------ Source document

Weng Tonghe calligraphy Nearby, a 52-inch-high hanging scroll by Weng Tonghe (1830-1904) is dominated by a single, dramatically executed Chinese character. Made 200 years after Wang's journey down the Yangtze, it is different in innumerable obvious ways. But like its predecessor, “Calligraphy of the Character Hu (Tiger)” is its own extraordinary journey through time and space, and it takes a viewer on the trip as surely as the landscape scroll does.

Written in 1890, the character corresponds to the year of the tiger. Its aggressive visual verve, muscularity and gracefulness are evocative of the animal. Using a fat brush loaded with black ink, Weng made three gestures to render the cursive script.

A viewer's observant and contemplative eye registers the sequence of strokes, the relative pressure of the brush pushing against paper and lifting off of it, the range of horizontal motion - here blunt, there explosive - the speed of the execution and more. The character is not an inert, two-dimensional sign resting flat on a surface but a vibrant trace of action visually experienced through a consciousness of time and three-dimensional space.

A third work incorporates elements of both the landscape painting and the calligraphy. Made by Lan Ying (1585-circa 1664), it predates both of them.

"Orchids, Bamboo and Rock” is a 22-foot hand-scroll in black ink on six sheets of white paper. It sets the enduring strength of heavy stone against the linear suppleness of bamboo, with the lush and temporal beauty of flowers as a kind of syncopated mediation between the two. Lan brings you in close to the imagery, as if skimming along the ground, while the negative space of the unpainted paper alternately reads as solid and atmospheric.

Unlike Wang's Yangtze, this work was executed in a burst of enthusiastic energy, not unlike Weng's calligraphy. The spontaneity of the brushwork drives your eye, pulling and pushing it through intimate scrutiny of the episodic scenes of nature.

There's much more. Huntington curator June Li based the show on an earlier presentation at Boston's Museum of Fine Arts. It complements the Huntington's new classical Chinese garden adjacent to the Boone Gallery, which embodies many of the same Confucian principles as the exhibition's paintings, poems and calligraphy.

------------
------ Material provided

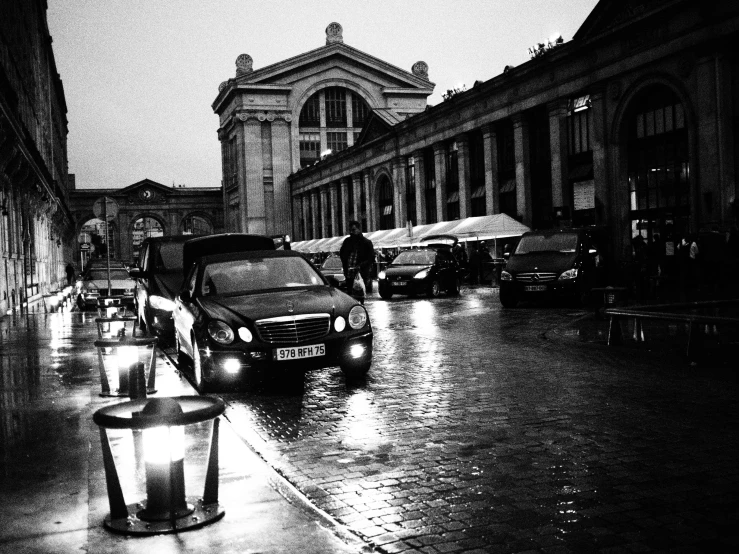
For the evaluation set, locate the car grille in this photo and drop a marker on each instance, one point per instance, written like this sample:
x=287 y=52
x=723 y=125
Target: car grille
x=294 y=329
x=536 y=277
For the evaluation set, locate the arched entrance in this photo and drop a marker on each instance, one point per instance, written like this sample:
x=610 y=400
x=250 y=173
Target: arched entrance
x=658 y=169
x=385 y=200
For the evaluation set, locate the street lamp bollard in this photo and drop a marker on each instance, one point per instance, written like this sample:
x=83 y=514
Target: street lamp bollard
x=115 y=326
x=119 y=358
x=161 y=421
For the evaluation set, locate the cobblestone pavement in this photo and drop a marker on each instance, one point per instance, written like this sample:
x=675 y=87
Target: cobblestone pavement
x=485 y=430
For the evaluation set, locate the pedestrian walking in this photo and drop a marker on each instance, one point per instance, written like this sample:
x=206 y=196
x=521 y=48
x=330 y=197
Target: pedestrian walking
x=69 y=270
x=357 y=256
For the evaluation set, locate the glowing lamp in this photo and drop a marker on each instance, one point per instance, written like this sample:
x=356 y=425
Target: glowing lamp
x=162 y=423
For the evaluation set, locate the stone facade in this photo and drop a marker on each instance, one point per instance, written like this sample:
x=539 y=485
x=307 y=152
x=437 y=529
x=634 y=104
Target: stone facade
x=260 y=122
x=631 y=125
x=36 y=229
x=170 y=207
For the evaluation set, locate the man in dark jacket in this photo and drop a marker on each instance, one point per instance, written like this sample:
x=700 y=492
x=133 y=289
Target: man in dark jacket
x=357 y=254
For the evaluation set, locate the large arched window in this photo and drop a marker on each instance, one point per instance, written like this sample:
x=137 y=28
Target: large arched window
x=658 y=169
x=345 y=114
x=385 y=196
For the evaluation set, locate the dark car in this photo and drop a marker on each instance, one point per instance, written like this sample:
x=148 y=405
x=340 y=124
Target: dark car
x=332 y=269
x=158 y=280
x=562 y=263
x=427 y=270
x=266 y=312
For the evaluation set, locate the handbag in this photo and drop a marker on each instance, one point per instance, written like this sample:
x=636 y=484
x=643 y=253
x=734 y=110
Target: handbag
x=358 y=285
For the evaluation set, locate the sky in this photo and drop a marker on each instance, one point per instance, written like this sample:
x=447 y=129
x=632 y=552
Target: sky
x=140 y=76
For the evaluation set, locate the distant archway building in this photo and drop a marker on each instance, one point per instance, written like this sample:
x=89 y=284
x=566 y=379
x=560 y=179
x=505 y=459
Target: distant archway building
x=165 y=210
x=633 y=124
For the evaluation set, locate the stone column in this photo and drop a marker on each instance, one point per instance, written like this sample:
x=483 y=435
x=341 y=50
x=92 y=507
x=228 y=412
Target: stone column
x=523 y=168
x=598 y=144
x=371 y=210
x=307 y=231
x=315 y=228
x=280 y=172
x=344 y=206
x=334 y=196
x=440 y=169
x=398 y=170
x=357 y=190
x=463 y=165
x=492 y=184
x=420 y=185
x=324 y=211
x=558 y=152
x=254 y=197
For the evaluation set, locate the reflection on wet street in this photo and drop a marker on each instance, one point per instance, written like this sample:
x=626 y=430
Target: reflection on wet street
x=475 y=430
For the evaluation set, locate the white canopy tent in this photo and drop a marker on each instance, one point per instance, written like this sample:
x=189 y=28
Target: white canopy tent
x=486 y=227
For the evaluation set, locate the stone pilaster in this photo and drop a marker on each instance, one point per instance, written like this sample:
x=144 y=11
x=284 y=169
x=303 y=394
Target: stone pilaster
x=523 y=168
x=463 y=165
x=440 y=170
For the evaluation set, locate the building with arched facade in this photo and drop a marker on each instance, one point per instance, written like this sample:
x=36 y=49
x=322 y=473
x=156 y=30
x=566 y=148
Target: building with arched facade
x=144 y=209
x=631 y=125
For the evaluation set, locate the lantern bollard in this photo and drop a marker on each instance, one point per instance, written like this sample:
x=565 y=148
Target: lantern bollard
x=161 y=421
x=119 y=358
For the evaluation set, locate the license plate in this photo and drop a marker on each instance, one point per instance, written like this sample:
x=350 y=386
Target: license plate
x=299 y=352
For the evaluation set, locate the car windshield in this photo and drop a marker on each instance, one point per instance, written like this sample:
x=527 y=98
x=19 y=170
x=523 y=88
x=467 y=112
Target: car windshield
x=558 y=242
x=334 y=262
x=257 y=274
x=102 y=274
x=169 y=256
x=415 y=257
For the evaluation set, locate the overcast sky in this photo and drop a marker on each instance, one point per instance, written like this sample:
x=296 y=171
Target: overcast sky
x=140 y=76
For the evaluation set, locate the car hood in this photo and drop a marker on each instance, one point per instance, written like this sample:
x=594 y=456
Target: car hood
x=167 y=284
x=404 y=270
x=544 y=262
x=250 y=307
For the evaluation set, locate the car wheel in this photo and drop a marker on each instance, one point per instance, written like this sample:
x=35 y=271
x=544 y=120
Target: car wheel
x=352 y=372
x=434 y=289
x=508 y=298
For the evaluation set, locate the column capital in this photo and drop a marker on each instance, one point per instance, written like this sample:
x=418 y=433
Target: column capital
x=558 y=108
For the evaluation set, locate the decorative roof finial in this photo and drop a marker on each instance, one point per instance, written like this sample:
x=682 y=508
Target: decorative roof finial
x=421 y=69
x=334 y=33
x=244 y=64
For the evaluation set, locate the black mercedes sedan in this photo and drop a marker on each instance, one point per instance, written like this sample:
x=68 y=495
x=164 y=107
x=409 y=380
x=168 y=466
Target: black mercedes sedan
x=427 y=270
x=269 y=312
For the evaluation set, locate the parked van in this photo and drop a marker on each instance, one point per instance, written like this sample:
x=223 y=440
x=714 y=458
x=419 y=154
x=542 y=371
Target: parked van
x=558 y=263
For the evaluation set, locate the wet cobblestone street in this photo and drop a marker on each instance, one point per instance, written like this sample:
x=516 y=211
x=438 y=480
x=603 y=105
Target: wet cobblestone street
x=480 y=429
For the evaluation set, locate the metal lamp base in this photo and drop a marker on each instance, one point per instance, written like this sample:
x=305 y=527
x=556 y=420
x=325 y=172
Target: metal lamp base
x=202 y=515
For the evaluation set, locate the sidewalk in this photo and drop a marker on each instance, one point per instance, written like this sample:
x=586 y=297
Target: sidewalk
x=52 y=481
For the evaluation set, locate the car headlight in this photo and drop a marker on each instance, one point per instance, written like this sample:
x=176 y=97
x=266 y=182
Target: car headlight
x=569 y=274
x=220 y=332
x=357 y=317
x=245 y=334
x=161 y=303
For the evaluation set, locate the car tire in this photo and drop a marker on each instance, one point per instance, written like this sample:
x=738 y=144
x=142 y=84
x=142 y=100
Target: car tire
x=508 y=299
x=354 y=372
x=434 y=289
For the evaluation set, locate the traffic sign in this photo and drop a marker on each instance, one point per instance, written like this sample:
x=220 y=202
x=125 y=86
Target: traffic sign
x=105 y=207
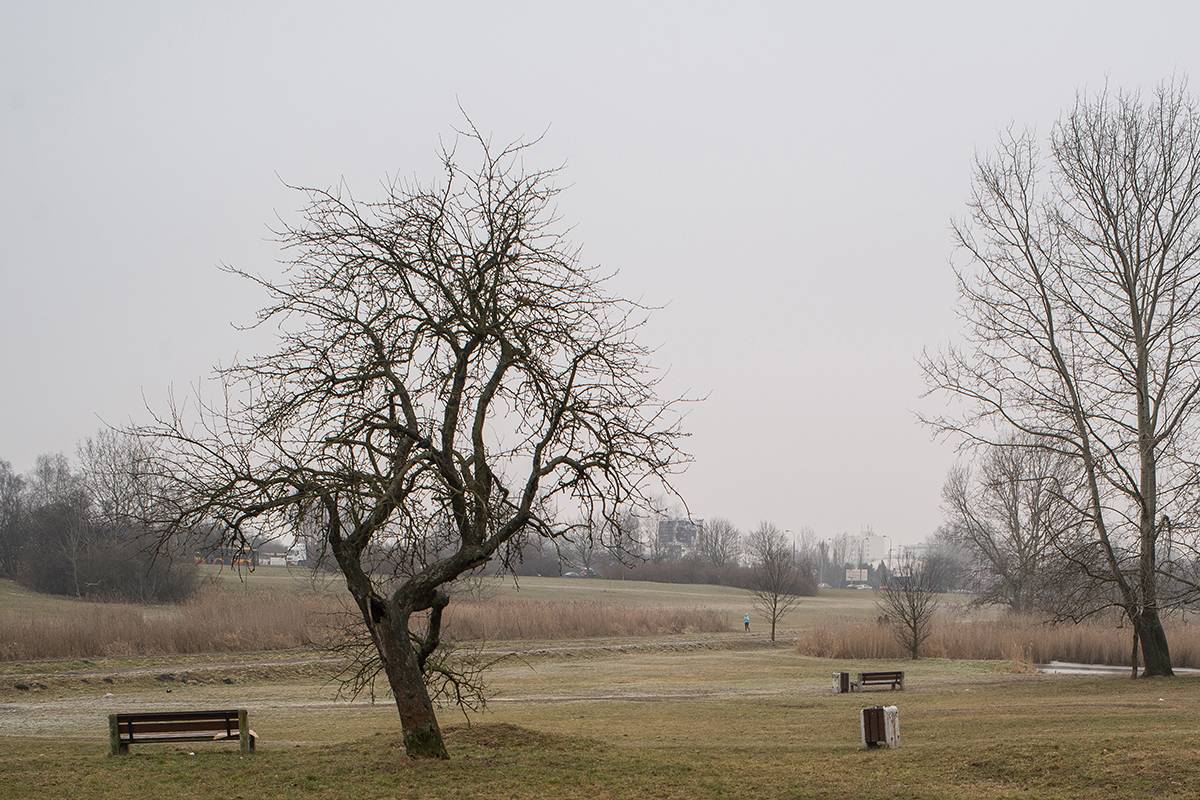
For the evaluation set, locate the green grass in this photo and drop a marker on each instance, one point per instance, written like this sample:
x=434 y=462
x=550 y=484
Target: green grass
x=675 y=717
x=755 y=723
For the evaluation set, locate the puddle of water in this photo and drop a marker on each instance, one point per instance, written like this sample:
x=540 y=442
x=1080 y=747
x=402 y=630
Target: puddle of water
x=1072 y=668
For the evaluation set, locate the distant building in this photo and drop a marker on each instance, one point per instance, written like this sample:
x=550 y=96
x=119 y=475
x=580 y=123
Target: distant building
x=678 y=537
x=228 y=557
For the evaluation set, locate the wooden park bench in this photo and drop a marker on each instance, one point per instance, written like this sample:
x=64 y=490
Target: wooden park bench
x=892 y=679
x=125 y=729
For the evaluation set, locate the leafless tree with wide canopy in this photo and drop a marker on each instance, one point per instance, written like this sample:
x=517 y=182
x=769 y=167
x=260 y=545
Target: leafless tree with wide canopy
x=1081 y=301
x=1009 y=517
x=450 y=379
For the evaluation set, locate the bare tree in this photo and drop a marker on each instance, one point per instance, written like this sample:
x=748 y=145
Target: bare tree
x=907 y=600
x=117 y=475
x=1011 y=517
x=720 y=542
x=449 y=378
x=778 y=577
x=13 y=533
x=1081 y=294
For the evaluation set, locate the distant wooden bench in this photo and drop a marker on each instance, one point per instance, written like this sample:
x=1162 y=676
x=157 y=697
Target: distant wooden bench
x=893 y=679
x=125 y=729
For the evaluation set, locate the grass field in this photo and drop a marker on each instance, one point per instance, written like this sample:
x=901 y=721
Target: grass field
x=666 y=716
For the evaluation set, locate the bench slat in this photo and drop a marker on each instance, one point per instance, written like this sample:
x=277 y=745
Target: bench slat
x=138 y=728
x=225 y=725
x=173 y=716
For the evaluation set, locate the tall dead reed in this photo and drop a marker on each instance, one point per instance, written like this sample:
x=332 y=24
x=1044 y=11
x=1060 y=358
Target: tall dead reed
x=1020 y=639
x=231 y=621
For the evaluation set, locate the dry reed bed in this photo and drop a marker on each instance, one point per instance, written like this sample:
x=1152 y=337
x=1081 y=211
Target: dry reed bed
x=1023 y=641
x=217 y=621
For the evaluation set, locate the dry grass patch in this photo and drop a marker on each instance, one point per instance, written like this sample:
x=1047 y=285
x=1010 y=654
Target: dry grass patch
x=220 y=620
x=1024 y=641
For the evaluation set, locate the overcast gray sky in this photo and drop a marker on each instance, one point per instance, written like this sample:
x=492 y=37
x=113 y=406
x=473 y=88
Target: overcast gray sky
x=780 y=175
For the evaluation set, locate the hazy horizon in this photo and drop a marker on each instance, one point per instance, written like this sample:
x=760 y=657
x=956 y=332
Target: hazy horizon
x=780 y=180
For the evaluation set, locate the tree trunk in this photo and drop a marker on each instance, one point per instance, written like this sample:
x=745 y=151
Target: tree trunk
x=1133 y=654
x=423 y=737
x=1156 y=656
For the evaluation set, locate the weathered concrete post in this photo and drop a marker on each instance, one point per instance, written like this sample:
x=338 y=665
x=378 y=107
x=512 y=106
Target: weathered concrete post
x=114 y=735
x=880 y=726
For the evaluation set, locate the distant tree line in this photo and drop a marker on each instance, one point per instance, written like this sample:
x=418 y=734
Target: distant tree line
x=73 y=528
x=629 y=551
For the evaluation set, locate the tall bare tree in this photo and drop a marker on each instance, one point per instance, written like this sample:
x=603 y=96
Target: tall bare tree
x=449 y=378
x=909 y=601
x=778 y=577
x=1011 y=517
x=115 y=469
x=13 y=533
x=720 y=542
x=1081 y=295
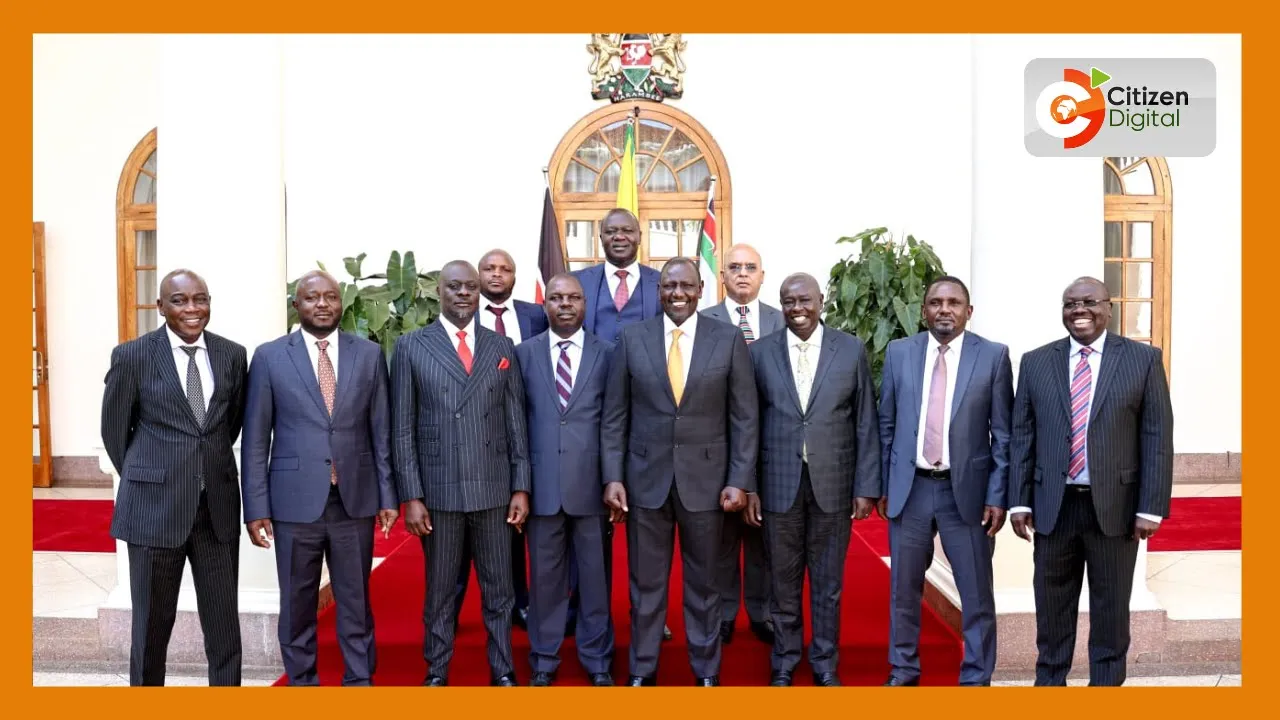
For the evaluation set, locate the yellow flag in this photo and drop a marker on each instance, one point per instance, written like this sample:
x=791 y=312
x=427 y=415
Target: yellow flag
x=627 y=194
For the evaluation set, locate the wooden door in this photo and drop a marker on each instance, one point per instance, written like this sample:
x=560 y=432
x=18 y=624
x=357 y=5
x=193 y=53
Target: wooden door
x=42 y=460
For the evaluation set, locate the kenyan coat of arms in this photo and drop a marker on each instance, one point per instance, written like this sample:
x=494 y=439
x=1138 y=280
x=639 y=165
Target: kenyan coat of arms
x=629 y=65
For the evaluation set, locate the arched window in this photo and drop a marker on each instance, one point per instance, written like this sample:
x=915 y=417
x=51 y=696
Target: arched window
x=675 y=162
x=1138 y=247
x=136 y=241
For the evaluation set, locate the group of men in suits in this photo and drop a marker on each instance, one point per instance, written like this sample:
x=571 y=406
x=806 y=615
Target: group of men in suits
x=755 y=433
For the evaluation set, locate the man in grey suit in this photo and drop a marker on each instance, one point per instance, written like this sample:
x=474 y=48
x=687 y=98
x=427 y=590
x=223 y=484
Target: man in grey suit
x=458 y=446
x=819 y=466
x=1091 y=475
x=316 y=469
x=680 y=440
x=172 y=409
x=744 y=566
x=566 y=372
x=945 y=411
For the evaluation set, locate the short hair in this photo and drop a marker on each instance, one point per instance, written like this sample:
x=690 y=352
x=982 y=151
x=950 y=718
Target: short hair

------------

** Required work **
1. Translate this sentence from the text on Chinese scrolls into Spanish: "Written in 1890, the character corresponds to the year of the tiger."
2. Answer from the text on Chinese scrolls:
(a) How many gestures did Weng use to render the cursive script?
(b) On how many sheets of white paper is "Orchids, Bamboo and Rock" made?
(c) Who is the Huntington curator who based the show on an earlier presentation?
3. Please write the next part of the text on Chinese scrolls, picking up after its final sentence.
The records are not needed for the work here.

** Answers to this exercise **
1. Escrito en 1890, el carácter corresponde al año del tigre.

2.
(a) Three.
(b) Six.
(c) June Li.

3.
Shen Zhou mountain Private collections don't often work as museum exhibitions, since they tend to deflect attention away from art and toward acquisitiveness. The Weng Collection, begun in the 19th century by Weng Tonghe, a tutor to two emperors (and the tiger calligrapher) and passed down and expanded through subsequent generations of family, is an exception. The nature of the art is reflected in the activity of its familial study, which includes the execution of paintings, poetry and calligraphy through generations of the collectors. 

Now housed in New Hampshire, the collection is an expression of taste through time. It derives from the Chinese literati tradition of scholar-officials, for whom precision in thought and analysis was essential to the management of a sprawling, constantly evolving empire. At its most extreme, the literati tradition spawned something close to the Western notion of a “painter's painter,” disconnected from mundane government life and in close pursuit of artistic mastery.

Among the most famous literati painters is Shen Zhou (1427-1509), whose career corresponds in time to the emergence of the Renaissance in the West. He is represented in the show by a lovely album of poems and landscapes, as well as an exceptional hanging scroll.

In mineral blues and greens highlighted by silvery passages, the scroll shows a cultivated scholar surrounded by a group of elegant ladies at the base of an imposing mountain. They are led by a delicate white deer, who stands at the start of a pathway that wends its way up and around to the extraordinary promontory. It unfolds as a wholly imaginative journey, one that entices and consoles through the seductions of consummate skill.